### Текст документа
Когда в конце болезни он уже почти потерял речь, у него выходили иногда только концы или начала слов. Был случай, когда я сидела около него, как всегда, на подушке на полу, возле изголовья его кровати, он дал мне понять, что ему что-то нужно, что он чего-то хочет от меня. Я предлагала ему лекарство, питье — лимонный сок, но поняла ясно, что не в этом дело. Тогда я догадалась и спросила: «Твои вещи?» Он кивнул с таким видом, что и «да», и «нет». Я сказала: «Мастер и Маргарита»? Он, страшно обрадованный, сделал знак головой, что «да, это».
И выдавил из себя два слова: «Чтобы знали, чтобы знали» [5; 389–390].
Агония мастера. «Батум»
Елена Сергеевна Булгакова. Из дневника:
<1938>
9 сентября.

### Исходный материал
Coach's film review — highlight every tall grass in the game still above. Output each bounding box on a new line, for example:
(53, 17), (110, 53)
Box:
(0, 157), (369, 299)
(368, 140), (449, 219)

### Что нужно сделать
Замените в тексте документа «лекарство» на «микстуру» и приведите получившийся фрагмент от «Когда в конце» до «9 сентября.».

### Готовое решение
Когда в конце болезни он уже почти потерял речь, у него выходили иногда только концы или начала слов. Был случай, когда я сидела около него, как всегда, на подушке на полу, возле изголовья его кровати, он дал мне понять, что ему что-то нужно, что он чего-то хочет от меня. Я предлагала ему микстуру, питье — лимонный сок, но поняла ясно, что не в этом дело. Тогда я догадалась и спросила: «Твои вещи?» Он кивнул с таким видом, что и «да», и «нет». Я сказала: «Мастер и Маргарита»? Он, страшно обрадованный, сделал знак головой, что «да, это».
И выдавил из себя два слова: «Чтобы знали, чтобы знали» [5; 389–390].
Агония мастера. «Батум»
Елена Сергеевна Булгакова. Из дневника:
<1938>
9 сентября.